Omega Fatty Acid Metabolism

Alpha-linolenic acid (ALA) converts to eicosapentaenoic acid (EPA) and eventually docosahexaenoic acid (DHA) through a series of steps. Several of these steps require enzymes such as ∆6 desaturase and elongase. Genes involved in fatty acid metabolism govern these enzymes. Fatty acid desaturases are key in determining both plasma and tissue fatty acid profiles. Variations in fatty acid desaturase genes can modify whole-body lipid metabolism.

Two desaturase enzymes (delta-6 and delta-5) are necessary to convert the simplest omega-3 and omega-6 essential fatty acids to the more highly unsaturated fatty acids (HUFAS) that the brain needs. In humans, there is poor enzymatic conversion of EPA to DHA. Genetic variants in FADS-2 affect critical enzyme responsible for converting EPA to DHA, further reducing this conversion.3,4 Interestingly, a SNP in FADS2 has been significantly associated with ADHD, suggesting that the genetic profile of ADHD may have further effects on PUFA metabolism.1

Delta-6 desaturase is usually the rate-limiting enzyme in this pathway for HUFA synthesis within the body, although delta-5 (coded by FADS1) also plays a role. If these enzymes don’t function at their highest level, dietary omega-3s aren’t adequately incorporated into the cell membrane structure. Genetic differences and the presence of external factors (such as alcohol or other types of fats) hinder the function of these enzymes. That slows the conversion process and ultimately impacts omega-3 and omega-6 fatty acid uptake and incorporation into cell membranes.

 

A Genetic Link

A number of these desaturase enzymes are all coded from a specific genetic region located on the 11th chromosome in humans, located at the 11q25 region. Coincidentally, this region is located near the 11q22 region, which has been linked to ADHD.5 The closer two genetic regions are, the higher the chances they will be (passed on together from parent to child. In other words, gene forms located near each other on a chromosome are more likely to be passed on together. That suggests that the 11q22 ADHD region may be influenced by some of the genes from the nearby 11q25 region.

:: DIRECTIONS ::
**1)** According to the text on omega fatty acid metabolism, which enzyme is usually the rate-limiting step in HUFA synthesis within the body?
**2)** Decide whether each statement agrees with the text on omega fatty acid metabolism. Answer yes or no and quote the words that settle it: (a) Delta-5 desaturase is coded by FADS1. (b) Humans convert EPA to DHA efficiently. (c) The 11q22 region has been linked to ADHD.
**3)** Extend the text on omega fatty acid metabolism, picking up right after its last sentence.

Image point grounding data:

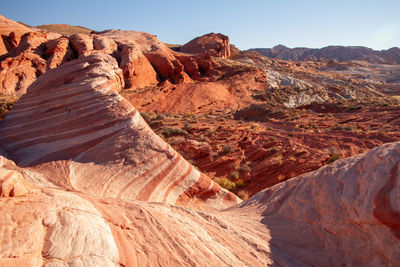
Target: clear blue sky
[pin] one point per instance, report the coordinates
(249, 24)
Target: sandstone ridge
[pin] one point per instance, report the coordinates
(313, 219)
(76, 132)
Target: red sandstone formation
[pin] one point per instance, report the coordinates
(75, 131)
(333, 216)
(11, 33)
(216, 45)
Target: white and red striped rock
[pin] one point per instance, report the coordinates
(343, 214)
(77, 132)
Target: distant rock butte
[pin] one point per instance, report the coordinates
(145, 60)
(214, 44)
(75, 131)
(331, 217)
(341, 53)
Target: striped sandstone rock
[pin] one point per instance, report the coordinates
(75, 131)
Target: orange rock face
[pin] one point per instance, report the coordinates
(90, 129)
(11, 33)
(316, 218)
(216, 45)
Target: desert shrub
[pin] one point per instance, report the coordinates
(169, 131)
(243, 194)
(333, 158)
(272, 138)
(244, 168)
(147, 116)
(203, 139)
(225, 183)
(281, 178)
(273, 149)
(239, 183)
(226, 149)
(187, 126)
(345, 127)
(160, 117)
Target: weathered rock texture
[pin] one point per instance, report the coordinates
(145, 60)
(343, 214)
(216, 45)
(11, 33)
(75, 131)
(341, 53)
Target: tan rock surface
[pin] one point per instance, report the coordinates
(344, 213)
(58, 52)
(11, 33)
(81, 127)
(216, 45)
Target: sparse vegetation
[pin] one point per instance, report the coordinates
(234, 175)
(243, 195)
(169, 131)
(333, 158)
(226, 149)
(6, 104)
(225, 183)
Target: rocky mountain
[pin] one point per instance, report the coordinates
(86, 181)
(332, 216)
(73, 123)
(340, 53)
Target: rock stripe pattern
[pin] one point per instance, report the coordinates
(73, 121)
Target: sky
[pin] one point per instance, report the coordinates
(249, 24)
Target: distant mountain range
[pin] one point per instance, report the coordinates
(340, 53)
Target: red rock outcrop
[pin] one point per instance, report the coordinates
(58, 51)
(81, 127)
(333, 216)
(22, 63)
(11, 33)
(216, 45)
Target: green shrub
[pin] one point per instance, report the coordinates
(333, 158)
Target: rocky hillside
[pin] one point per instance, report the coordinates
(340, 53)
(333, 216)
(73, 123)
(85, 181)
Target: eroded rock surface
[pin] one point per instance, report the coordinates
(214, 44)
(80, 127)
(334, 216)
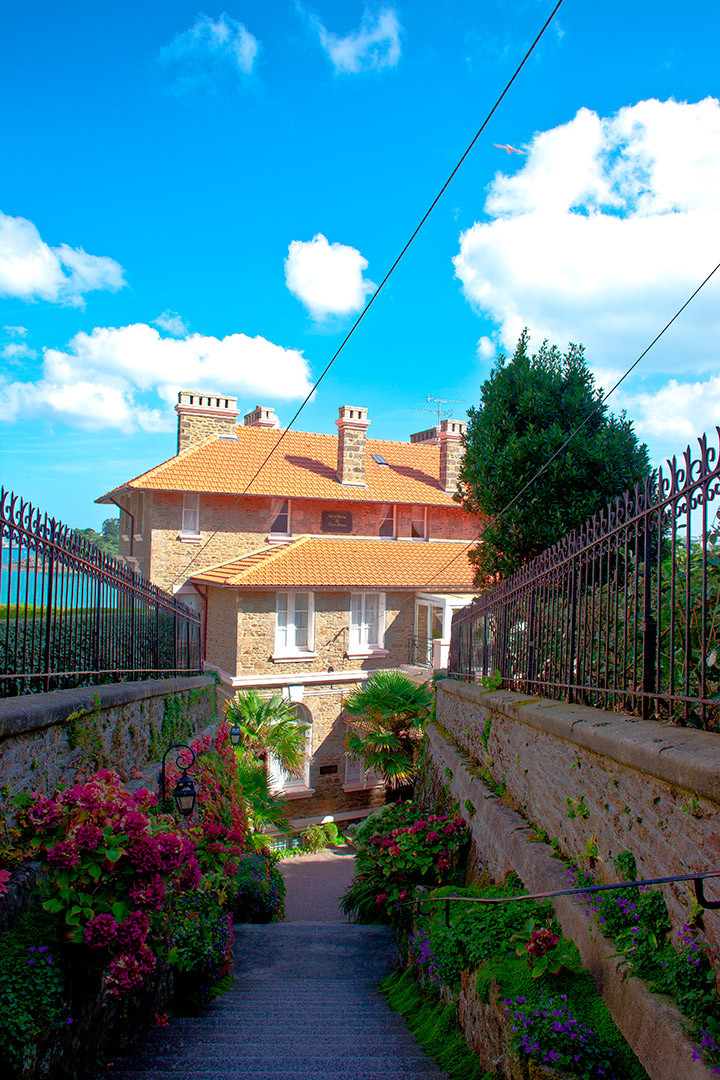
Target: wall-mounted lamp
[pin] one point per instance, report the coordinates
(184, 793)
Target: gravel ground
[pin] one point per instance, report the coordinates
(315, 881)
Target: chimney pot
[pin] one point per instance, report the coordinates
(202, 415)
(450, 434)
(261, 416)
(352, 440)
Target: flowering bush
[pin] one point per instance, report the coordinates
(552, 1035)
(109, 866)
(410, 848)
(260, 889)
(637, 919)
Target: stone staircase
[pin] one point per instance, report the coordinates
(304, 1006)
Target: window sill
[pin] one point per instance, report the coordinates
(285, 658)
(366, 653)
(369, 785)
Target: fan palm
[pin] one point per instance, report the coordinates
(269, 725)
(389, 715)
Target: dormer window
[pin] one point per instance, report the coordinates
(388, 522)
(281, 520)
(191, 515)
(419, 523)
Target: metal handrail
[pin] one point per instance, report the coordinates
(696, 878)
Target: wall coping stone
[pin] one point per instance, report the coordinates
(31, 712)
(683, 757)
(650, 1022)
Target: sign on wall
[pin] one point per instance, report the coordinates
(336, 521)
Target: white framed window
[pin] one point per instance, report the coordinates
(190, 514)
(419, 523)
(354, 770)
(294, 623)
(280, 525)
(388, 522)
(367, 622)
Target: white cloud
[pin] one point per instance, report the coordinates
(127, 377)
(678, 412)
(374, 45)
(31, 270)
(326, 278)
(17, 350)
(212, 48)
(608, 227)
(172, 323)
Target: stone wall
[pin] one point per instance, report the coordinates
(599, 783)
(46, 739)
(449, 777)
(244, 527)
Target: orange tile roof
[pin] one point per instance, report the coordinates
(304, 467)
(324, 563)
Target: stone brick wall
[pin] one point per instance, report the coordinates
(599, 783)
(244, 528)
(252, 630)
(46, 739)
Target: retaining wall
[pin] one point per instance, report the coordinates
(599, 783)
(46, 739)
(651, 1024)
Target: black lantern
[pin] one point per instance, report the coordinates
(184, 793)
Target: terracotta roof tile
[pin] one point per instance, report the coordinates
(323, 563)
(304, 467)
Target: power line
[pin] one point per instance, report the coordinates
(378, 289)
(572, 434)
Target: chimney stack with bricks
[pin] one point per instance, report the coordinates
(352, 437)
(261, 417)
(450, 433)
(200, 416)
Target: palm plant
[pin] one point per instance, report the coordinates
(269, 725)
(389, 715)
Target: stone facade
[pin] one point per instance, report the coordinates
(452, 451)
(600, 782)
(46, 739)
(200, 416)
(352, 437)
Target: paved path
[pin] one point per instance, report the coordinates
(304, 1004)
(315, 881)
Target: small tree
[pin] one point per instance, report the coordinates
(529, 406)
(389, 715)
(269, 725)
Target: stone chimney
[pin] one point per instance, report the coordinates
(203, 415)
(450, 433)
(261, 417)
(352, 437)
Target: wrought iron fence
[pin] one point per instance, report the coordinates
(622, 613)
(72, 616)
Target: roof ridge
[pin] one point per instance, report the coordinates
(274, 553)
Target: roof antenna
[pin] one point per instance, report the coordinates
(439, 402)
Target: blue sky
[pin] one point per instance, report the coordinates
(202, 198)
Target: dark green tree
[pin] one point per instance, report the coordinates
(529, 406)
(108, 540)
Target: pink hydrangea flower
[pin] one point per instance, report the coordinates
(64, 853)
(100, 931)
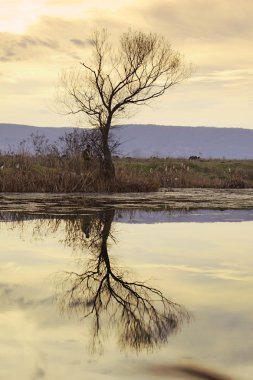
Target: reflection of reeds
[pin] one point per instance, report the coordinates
(186, 372)
(52, 173)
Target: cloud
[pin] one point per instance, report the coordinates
(15, 47)
(200, 19)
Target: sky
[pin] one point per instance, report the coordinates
(39, 39)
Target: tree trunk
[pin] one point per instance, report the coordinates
(107, 166)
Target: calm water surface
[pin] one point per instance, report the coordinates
(115, 294)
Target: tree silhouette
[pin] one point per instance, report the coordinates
(143, 317)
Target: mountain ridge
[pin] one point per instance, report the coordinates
(146, 140)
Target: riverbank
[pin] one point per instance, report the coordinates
(54, 174)
(80, 204)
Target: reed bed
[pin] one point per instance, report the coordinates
(56, 174)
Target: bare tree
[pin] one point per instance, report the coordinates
(143, 317)
(140, 68)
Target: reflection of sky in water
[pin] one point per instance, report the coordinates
(205, 267)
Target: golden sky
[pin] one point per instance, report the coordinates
(38, 38)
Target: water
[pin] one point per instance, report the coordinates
(118, 294)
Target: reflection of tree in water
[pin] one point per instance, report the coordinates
(142, 315)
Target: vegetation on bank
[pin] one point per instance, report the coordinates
(62, 173)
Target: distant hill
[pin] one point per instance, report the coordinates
(155, 140)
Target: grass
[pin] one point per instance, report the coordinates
(51, 173)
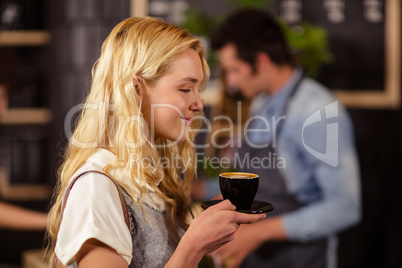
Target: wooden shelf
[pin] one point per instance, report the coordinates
(22, 191)
(24, 38)
(20, 116)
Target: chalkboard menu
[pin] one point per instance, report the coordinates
(364, 38)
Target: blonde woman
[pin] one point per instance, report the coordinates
(136, 129)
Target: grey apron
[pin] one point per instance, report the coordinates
(272, 189)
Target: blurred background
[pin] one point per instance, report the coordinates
(47, 49)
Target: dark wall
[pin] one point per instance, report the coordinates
(78, 29)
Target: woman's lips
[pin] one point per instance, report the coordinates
(188, 120)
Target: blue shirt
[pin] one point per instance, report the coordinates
(316, 143)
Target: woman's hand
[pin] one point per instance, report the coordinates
(209, 231)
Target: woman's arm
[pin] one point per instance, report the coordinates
(95, 254)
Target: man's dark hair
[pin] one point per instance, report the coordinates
(253, 31)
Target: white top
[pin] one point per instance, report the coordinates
(94, 210)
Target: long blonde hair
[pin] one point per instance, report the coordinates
(144, 47)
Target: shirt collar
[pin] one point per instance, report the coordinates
(276, 102)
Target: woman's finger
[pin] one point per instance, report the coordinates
(242, 218)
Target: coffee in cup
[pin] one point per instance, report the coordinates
(239, 187)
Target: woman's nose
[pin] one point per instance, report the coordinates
(197, 104)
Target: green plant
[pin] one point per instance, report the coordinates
(310, 44)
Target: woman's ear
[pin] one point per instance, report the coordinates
(137, 81)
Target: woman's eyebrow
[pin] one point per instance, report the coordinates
(188, 79)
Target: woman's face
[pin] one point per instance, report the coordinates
(175, 98)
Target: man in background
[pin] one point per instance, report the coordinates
(316, 188)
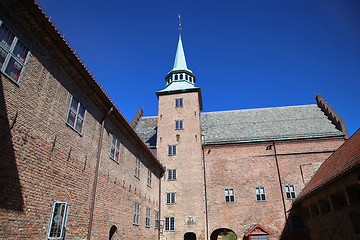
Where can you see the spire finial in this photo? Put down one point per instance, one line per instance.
(179, 25)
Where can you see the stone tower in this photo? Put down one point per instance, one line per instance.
(179, 149)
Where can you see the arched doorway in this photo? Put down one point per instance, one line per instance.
(189, 236)
(223, 234)
(112, 231)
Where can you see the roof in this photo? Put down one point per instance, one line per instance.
(277, 123)
(180, 62)
(30, 13)
(346, 158)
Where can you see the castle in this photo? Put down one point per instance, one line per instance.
(72, 167)
(233, 171)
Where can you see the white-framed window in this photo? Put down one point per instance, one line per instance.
(149, 178)
(179, 124)
(136, 213)
(171, 150)
(229, 195)
(147, 217)
(13, 54)
(115, 149)
(58, 219)
(171, 174)
(169, 223)
(76, 115)
(157, 222)
(260, 194)
(179, 102)
(137, 168)
(290, 192)
(171, 198)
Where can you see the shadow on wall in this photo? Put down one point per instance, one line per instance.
(10, 190)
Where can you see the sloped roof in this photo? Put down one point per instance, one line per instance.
(346, 158)
(305, 121)
(147, 130)
(266, 124)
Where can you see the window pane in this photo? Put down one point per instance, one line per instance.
(13, 69)
(71, 118)
(117, 156)
(82, 111)
(6, 36)
(112, 152)
(20, 51)
(74, 104)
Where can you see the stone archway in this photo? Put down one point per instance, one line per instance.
(224, 234)
(189, 236)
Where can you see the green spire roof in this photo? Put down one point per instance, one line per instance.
(180, 62)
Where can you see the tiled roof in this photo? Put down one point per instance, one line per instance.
(266, 124)
(347, 157)
(293, 122)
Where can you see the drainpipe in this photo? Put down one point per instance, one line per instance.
(281, 189)
(205, 192)
(92, 206)
(161, 175)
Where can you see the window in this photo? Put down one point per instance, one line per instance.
(157, 222)
(179, 102)
(260, 194)
(147, 217)
(13, 54)
(137, 168)
(179, 124)
(171, 174)
(171, 150)
(229, 195)
(136, 213)
(58, 218)
(115, 149)
(76, 115)
(290, 192)
(149, 178)
(169, 223)
(170, 198)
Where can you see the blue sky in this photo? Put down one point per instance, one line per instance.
(245, 53)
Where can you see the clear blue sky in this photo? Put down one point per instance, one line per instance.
(245, 53)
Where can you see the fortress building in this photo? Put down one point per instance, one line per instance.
(233, 171)
(72, 167)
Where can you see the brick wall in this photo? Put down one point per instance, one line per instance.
(246, 166)
(43, 159)
(188, 163)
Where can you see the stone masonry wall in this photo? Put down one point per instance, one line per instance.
(43, 159)
(246, 166)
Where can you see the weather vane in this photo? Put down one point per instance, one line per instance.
(179, 25)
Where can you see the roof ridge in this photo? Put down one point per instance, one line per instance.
(261, 108)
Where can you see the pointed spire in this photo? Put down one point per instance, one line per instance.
(180, 62)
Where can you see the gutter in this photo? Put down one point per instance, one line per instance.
(92, 206)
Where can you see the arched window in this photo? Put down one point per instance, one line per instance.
(189, 236)
(112, 231)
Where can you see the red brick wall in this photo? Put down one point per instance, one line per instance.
(43, 159)
(246, 166)
(188, 162)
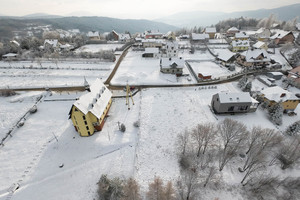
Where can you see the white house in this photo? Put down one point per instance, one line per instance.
(172, 66)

:: ACTIVITY ANSWERS ::
**1)** Delta-6 desaturase.

**2)**
(a) Yes: "although delta-5 (coded by FADS1) also plays a role"
(b) No: "In humans, there is poor enzymatic conversion of EPA to DHA."
(c) Yes: "which has been linked to ADHD"

**3)**
Brookes and coworkers studied the association between these desaturase genes and ADHD.4 They found that the 11q25 region contained three genes that code for fatty acid desaturase enzymes located next to each other (FADS-1, FADS-2, and FADS-3). These genes each exist in different allele forms, with slightly different DNA configurations – in some cases by as little as one letter in the DNA code. Genetic variation in these genes can modify desaturase activity, which correlates with increased prevalence of ADHD.

This group saw a significant 60-70% greater likelihood in the prevalence of ADHD stemming from an allele in the FADS2 gene (SNP rs498793), which codes for a fatty acid desaturase enzyme.6

To summarize, evidence suggests that omega-3 fatty acid metabolism plays a major role in ADHD, due in part to omega-3’s effects on maintaining cell membrane function, structure, and integrity.

 

1Gizer IR, Ficks C, Waldman ID. Hum Genet. 2009;126: 51-90.
2 Mick E, Faraone SV. Child Adolesc Psychiatr Clin N Am. 2008;17: 261-284.
3 Nestel P, et al. Am. J. Clin. Nutr. 2002;76:326–330.
4 Xie L, Innis SM. J Nutr. 2008;138:222–8.
5 Arcos-Burgos M, Castellanos FX, Pineda D, et al. Am J Hum Genet. 2004;75(6):998-1014.
6 Brookes KJ, Chen W, Xu X, Taylor E, Asherson P. Biol Psychiatry. 2006;60(10):1053-1061.